_Provided text:_

⟨

It is more common for women to take a pause in their careers. I am one of these women and maybe you are one too.
In this interview with Lisen Stromberg, we dive deep into what it means to work, pause and thrive.
- What pausing is and why owning it is so important
- The lessons she learned after taking a pause in the workforce to be at home with her children
- What still hasn’t changed in the workforce
- What she means by human capital and why it matters
How Lisen Grew Up Around Money
Lisen got her first job at an ice cream shot at 13 after she lied about her age, saying she was 16. At that age she understood that having money meant freedom, something that she learned at a very young age.
Lisen came from a long line of entrepreneurs. Her father however was a very successful lawyer and businessman, but her grandfather was an entrepreneur. Her mom was was a stay at home mom, and growing up, Lisen watched her negotiate not having money, and what that meant for her, and as a result, Lisen decided that she would always make sure she nurtured a career so she would never be in that position herself.
As a result, Lisen grew up to be very independent. At home, her family discussed sex, but never money. Now as a parent, she feels very strongly about talking with her children about money, empowering them around money, so that they can figure out how and where to earn it.

⟩

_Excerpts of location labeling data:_
⟨

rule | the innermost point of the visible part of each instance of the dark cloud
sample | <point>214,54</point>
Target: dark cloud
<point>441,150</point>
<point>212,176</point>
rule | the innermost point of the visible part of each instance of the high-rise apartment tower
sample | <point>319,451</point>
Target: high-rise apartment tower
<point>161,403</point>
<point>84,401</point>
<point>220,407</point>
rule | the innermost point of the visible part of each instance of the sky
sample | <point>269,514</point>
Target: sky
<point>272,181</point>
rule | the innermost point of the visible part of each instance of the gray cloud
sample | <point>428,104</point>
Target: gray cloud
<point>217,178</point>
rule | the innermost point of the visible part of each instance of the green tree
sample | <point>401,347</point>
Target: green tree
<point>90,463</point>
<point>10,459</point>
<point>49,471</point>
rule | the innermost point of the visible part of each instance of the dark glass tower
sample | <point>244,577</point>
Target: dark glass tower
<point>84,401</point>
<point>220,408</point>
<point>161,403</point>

⟩

_Written exercise 1:_ List the topics named in the dashed list of the interview text.
_Written exercise 2:_ Print the lines of the location labeling entries from their first line through the line containing "<point>272,181</point>", keeping both ends.

_Correct response 1:_
- What pausing is and why owning it is so important
- The lessons she learned after taking a pause in the workforce to be at home with her children
- What still hasn’t changed in the workforce
- What she means by human capital and why it matters

_Correct response 2:_
rule | the innermost point of the visible part of each instance of the dark cloud
sample | <point>214,54</point>
Target: dark cloud
<point>441,150</point>
<point>212,176</point>
rule | the innermost point of the visible part of each instance of the high-rise apartment tower
sample | <point>319,451</point>
Target: high-rise apartment tower
<point>161,403</point>
<point>84,401</point>
<point>220,407</point>
rule | the innermost point of the visible part of each instance of the sky
sample | <point>269,514</point>
Target: sky
<point>272,181</point>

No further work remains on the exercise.